## BEGIN Supplied material
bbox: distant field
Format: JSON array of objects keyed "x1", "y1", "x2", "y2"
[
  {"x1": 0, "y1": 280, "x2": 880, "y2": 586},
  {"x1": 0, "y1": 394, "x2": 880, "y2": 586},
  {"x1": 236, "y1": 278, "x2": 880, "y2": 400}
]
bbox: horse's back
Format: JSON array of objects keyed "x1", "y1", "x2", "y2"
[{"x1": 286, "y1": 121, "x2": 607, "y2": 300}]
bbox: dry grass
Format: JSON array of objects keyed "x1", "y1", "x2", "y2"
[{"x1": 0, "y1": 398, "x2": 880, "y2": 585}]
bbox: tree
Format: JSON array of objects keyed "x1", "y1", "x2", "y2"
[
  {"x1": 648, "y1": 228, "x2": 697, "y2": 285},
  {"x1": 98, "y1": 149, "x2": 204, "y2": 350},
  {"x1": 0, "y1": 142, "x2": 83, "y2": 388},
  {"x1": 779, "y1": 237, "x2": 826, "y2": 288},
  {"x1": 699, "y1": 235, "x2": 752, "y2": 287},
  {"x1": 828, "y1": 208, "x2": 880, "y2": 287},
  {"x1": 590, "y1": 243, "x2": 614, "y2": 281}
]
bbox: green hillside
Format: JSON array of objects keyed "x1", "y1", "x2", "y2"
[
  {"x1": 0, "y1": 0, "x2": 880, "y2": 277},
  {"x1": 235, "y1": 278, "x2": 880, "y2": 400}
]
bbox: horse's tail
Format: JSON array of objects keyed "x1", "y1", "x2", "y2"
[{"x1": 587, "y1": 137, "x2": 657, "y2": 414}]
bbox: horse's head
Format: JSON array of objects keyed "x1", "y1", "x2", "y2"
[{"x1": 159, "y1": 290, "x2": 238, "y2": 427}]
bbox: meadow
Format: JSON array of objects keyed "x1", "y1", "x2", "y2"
## END Supplied material
Reproduce all of the material above word for word, leaving nothing out and adding nothing.

bbox: distant field
Format: JSON array of objects keyed "x1", "y1", "x2", "y2"
[
  {"x1": 0, "y1": 280, "x2": 880, "y2": 586},
  {"x1": 0, "y1": 394, "x2": 880, "y2": 586},
  {"x1": 236, "y1": 278, "x2": 880, "y2": 400}
]
bbox: horse's back
Format: JSON array of objects keyed "x1", "y1", "x2", "y2"
[{"x1": 286, "y1": 121, "x2": 607, "y2": 300}]
bbox: dry grass
Format: JSON array of objects keyed "x1", "y1", "x2", "y2"
[{"x1": 0, "y1": 398, "x2": 880, "y2": 585}]
bbox: tree
Format: JSON array of objects keyed "x1", "y1", "x2", "y2"
[
  {"x1": 648, "y1": 228, "x2": 697, "y2": 285},
  {"x1": 98, "y1": 149, "x2": 204, "y2": 350},
  {"x1": 0, "y1": 142, "x2": 83, "y2": 388},
  {"x1": 779, "y1": 237, "x2": 826, "y2": 288},
  {"x1": 699, "y1": 235, "x2": 752, "y2": 287},
  {"x1": 828, "y1": 208, "x2": 880, "y2": 287},
  {"x1": 590, "y1": 243, "x2": 614, "y2": 281}
]
bbox: green hillside
Format: JSON array of objects keyed "x1", "y1", "x2", "y2"
[
  {"x1": 0, "y1": 0, "x2": 880, "y2": 277},
  {"x1": 235, "y1": 278, "x2": 880, "y2": 400}
]
bbox: horse's tail
Format: JSON array of objects keyed "x1", "y1", "x2", "y2"
[{"x1": 587, "y1": 137, "x2": 657, "y2": 414}]
bbox: horse's head
Format: JSON array of objects keyed "x1", "y1", "x2", "y2"
[{"x1": 159, "y1": 290, "x2": 238, "y2": 427}]
bbox: meadow
Format: JSON array of objects keyed "x1", "y1", "x2", "y2"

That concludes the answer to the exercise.